§ **Records drawn from a dataset**:
- - -

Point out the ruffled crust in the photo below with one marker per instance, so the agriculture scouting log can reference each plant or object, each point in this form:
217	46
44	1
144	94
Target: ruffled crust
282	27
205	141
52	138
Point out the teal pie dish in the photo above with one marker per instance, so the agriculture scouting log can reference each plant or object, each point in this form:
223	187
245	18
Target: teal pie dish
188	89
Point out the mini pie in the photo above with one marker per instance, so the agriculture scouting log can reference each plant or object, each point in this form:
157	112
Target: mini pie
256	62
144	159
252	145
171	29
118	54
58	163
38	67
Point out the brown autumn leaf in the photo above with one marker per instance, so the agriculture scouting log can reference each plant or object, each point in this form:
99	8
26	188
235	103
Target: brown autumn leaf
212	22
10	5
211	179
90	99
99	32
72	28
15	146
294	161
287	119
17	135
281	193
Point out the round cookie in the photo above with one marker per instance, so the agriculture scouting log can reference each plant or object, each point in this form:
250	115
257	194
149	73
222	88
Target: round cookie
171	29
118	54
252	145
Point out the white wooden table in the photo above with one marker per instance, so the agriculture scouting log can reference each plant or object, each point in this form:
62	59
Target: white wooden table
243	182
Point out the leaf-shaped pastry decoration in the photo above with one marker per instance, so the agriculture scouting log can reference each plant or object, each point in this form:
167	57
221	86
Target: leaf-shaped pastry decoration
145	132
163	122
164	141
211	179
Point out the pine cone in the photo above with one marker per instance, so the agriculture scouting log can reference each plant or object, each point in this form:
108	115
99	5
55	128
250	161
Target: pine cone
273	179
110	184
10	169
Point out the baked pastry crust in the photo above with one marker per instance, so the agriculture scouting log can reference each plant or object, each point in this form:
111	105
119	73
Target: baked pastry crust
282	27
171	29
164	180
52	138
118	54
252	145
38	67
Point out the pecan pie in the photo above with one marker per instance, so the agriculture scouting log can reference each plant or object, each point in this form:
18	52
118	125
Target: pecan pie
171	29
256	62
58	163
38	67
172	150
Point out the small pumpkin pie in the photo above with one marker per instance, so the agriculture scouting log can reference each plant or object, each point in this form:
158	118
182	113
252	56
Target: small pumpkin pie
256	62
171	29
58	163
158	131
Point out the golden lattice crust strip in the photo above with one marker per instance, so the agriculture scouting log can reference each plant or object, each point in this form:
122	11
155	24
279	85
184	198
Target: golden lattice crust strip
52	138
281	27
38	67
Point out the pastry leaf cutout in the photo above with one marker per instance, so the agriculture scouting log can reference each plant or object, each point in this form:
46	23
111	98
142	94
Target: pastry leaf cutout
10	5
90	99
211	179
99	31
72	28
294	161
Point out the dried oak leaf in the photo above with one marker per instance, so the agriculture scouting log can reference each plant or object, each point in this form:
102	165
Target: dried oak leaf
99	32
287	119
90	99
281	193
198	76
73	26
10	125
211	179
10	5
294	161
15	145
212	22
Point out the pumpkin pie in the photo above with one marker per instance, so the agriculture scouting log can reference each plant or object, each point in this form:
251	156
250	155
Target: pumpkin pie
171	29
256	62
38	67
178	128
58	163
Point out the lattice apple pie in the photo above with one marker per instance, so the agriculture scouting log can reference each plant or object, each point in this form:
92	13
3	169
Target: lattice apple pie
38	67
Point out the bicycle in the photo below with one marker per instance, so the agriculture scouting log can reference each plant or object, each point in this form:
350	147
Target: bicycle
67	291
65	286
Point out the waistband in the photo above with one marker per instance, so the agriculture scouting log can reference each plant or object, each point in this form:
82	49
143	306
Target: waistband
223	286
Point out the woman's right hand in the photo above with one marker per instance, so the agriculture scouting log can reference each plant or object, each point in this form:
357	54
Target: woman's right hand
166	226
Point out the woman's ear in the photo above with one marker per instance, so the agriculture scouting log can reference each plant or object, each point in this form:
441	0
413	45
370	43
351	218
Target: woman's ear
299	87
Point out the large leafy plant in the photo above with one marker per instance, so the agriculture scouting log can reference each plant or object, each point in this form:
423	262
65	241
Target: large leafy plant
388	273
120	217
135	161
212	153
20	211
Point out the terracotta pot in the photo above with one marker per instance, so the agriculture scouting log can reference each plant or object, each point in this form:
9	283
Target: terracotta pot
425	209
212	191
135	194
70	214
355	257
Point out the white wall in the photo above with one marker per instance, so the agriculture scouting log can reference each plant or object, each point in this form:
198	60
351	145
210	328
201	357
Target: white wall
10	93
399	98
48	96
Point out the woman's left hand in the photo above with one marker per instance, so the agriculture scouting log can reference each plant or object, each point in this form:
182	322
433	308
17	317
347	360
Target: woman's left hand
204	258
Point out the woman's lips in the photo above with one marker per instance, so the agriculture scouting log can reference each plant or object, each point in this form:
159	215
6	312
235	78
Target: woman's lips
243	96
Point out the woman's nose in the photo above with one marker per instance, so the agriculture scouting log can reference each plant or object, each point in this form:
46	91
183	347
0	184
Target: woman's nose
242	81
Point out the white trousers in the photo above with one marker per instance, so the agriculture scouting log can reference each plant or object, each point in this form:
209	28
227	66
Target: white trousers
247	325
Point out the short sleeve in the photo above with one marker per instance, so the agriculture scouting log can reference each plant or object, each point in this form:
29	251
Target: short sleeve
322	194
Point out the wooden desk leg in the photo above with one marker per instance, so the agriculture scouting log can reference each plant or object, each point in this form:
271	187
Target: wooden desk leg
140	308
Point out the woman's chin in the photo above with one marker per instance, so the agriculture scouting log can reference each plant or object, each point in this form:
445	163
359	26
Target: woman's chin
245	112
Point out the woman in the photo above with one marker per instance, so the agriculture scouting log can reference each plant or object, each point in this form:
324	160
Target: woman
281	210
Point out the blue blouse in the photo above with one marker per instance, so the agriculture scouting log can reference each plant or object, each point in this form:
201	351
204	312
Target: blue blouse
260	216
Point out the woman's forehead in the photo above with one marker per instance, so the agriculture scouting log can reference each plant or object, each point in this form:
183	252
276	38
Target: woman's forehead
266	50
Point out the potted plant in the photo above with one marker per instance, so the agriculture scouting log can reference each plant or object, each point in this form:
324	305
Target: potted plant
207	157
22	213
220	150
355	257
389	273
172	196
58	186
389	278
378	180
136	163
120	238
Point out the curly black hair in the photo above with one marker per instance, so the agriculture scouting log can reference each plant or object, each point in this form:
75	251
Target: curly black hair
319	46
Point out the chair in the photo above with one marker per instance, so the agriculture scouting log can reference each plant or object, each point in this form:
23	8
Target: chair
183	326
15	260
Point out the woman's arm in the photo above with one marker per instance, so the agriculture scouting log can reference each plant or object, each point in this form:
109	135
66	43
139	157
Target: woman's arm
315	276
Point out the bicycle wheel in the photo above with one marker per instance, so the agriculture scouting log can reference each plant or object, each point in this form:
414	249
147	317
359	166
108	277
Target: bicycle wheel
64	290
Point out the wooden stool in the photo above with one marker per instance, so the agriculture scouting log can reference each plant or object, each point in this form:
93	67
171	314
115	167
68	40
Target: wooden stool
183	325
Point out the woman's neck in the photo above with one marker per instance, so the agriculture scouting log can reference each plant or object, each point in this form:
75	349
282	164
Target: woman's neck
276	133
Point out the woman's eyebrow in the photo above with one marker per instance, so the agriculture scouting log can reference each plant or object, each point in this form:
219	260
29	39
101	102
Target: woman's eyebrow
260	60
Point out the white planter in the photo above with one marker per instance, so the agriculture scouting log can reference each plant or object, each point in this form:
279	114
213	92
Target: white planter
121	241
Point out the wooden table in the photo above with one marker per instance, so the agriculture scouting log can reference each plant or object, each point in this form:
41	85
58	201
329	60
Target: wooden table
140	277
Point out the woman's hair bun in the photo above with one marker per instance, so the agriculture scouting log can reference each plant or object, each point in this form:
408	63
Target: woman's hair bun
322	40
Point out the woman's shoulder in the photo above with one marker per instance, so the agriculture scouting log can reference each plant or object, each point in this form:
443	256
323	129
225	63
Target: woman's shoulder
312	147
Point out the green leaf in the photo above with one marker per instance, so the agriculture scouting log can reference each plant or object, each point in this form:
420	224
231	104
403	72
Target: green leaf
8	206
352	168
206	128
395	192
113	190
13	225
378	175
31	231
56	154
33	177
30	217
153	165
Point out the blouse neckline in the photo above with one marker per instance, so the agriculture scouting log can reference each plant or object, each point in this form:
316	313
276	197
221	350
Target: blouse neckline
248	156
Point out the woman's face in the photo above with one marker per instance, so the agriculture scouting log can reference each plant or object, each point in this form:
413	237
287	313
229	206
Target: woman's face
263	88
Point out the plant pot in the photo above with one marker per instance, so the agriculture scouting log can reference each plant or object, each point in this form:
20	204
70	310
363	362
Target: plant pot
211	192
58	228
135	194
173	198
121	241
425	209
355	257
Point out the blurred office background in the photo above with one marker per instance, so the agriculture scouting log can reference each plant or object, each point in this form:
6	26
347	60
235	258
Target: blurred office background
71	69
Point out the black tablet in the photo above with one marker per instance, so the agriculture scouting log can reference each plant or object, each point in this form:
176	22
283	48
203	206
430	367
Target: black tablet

- - -

Work out how many lines of the entries contain the word "below", and answer with that number alone.

2